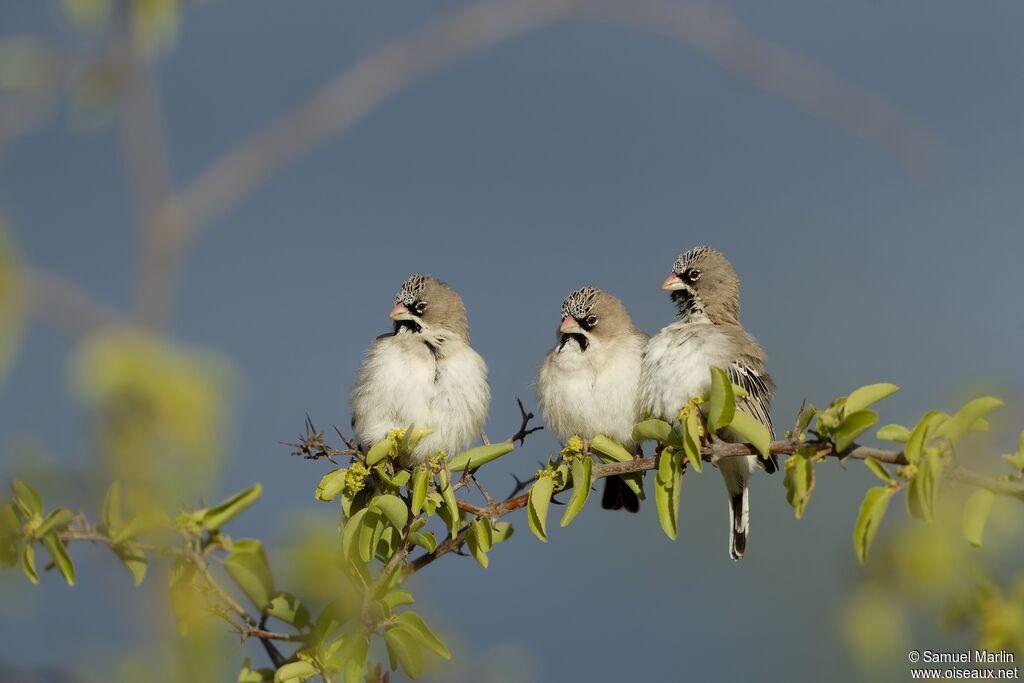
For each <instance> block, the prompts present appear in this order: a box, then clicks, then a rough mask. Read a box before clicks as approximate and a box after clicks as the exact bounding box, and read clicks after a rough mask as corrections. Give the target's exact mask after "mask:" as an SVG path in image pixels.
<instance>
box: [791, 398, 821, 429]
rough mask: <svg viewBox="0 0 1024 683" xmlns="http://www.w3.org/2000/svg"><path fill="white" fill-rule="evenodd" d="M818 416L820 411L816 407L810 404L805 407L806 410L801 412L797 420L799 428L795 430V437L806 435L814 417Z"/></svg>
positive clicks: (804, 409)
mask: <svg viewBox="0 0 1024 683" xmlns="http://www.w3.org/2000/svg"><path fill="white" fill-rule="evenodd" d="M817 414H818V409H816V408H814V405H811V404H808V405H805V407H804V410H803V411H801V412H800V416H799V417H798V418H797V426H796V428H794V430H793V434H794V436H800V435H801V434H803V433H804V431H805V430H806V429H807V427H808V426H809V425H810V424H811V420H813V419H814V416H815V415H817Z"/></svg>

□ □ □ □ □

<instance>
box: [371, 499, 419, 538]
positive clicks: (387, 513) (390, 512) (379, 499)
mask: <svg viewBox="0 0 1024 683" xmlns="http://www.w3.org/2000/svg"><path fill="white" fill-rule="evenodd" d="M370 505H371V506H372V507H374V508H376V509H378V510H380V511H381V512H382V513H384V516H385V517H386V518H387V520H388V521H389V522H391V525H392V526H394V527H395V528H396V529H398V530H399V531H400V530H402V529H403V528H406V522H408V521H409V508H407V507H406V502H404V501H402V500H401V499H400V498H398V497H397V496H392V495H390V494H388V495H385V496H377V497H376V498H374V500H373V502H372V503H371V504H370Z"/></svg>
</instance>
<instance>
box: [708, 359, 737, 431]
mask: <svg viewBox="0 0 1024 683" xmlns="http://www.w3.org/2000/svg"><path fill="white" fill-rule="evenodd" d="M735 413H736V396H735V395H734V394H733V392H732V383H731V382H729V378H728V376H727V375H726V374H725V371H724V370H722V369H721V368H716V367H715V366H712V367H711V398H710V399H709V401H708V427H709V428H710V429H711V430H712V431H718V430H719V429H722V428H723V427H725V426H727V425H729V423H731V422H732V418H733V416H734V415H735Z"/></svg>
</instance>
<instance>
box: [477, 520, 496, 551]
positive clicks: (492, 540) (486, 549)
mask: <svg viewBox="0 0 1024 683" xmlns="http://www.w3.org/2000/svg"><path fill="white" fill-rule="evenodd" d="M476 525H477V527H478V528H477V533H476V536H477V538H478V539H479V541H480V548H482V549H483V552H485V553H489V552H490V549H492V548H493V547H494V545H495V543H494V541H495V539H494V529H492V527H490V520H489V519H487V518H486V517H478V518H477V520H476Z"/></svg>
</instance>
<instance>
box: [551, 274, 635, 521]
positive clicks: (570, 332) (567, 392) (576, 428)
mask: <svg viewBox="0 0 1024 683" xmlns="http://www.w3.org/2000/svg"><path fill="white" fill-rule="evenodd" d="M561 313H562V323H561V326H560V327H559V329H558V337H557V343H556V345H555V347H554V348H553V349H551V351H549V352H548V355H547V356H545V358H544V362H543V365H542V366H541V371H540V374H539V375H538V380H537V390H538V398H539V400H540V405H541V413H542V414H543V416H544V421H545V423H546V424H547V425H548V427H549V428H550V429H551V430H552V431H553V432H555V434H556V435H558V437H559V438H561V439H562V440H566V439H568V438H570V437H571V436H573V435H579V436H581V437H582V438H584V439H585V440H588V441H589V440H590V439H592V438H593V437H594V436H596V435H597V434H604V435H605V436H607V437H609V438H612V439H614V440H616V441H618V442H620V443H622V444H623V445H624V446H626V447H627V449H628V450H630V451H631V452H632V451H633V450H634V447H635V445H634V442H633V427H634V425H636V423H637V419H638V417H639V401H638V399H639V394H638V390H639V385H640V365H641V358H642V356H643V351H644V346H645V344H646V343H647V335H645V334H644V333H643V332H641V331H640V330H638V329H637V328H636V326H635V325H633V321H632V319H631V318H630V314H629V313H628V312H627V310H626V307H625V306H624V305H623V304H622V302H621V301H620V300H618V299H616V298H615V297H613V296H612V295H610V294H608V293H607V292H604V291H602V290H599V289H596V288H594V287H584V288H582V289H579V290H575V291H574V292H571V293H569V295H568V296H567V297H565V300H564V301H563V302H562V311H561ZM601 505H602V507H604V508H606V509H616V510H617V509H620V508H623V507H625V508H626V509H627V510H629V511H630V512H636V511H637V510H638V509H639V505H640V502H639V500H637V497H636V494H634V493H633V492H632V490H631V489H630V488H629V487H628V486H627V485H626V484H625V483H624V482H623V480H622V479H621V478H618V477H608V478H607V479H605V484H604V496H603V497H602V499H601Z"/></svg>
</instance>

□ □ □ □ □

* Required action: Copy every line from the records above that contains the word "positive".

* Response area:
positive clicks: (804, 409)
positive clicks: (387, 513) (390, 512) (379, 499)
positive clicks: (492, 540) (486, 549)
positive clicks: (570, 332) (567, 392) (576, 428)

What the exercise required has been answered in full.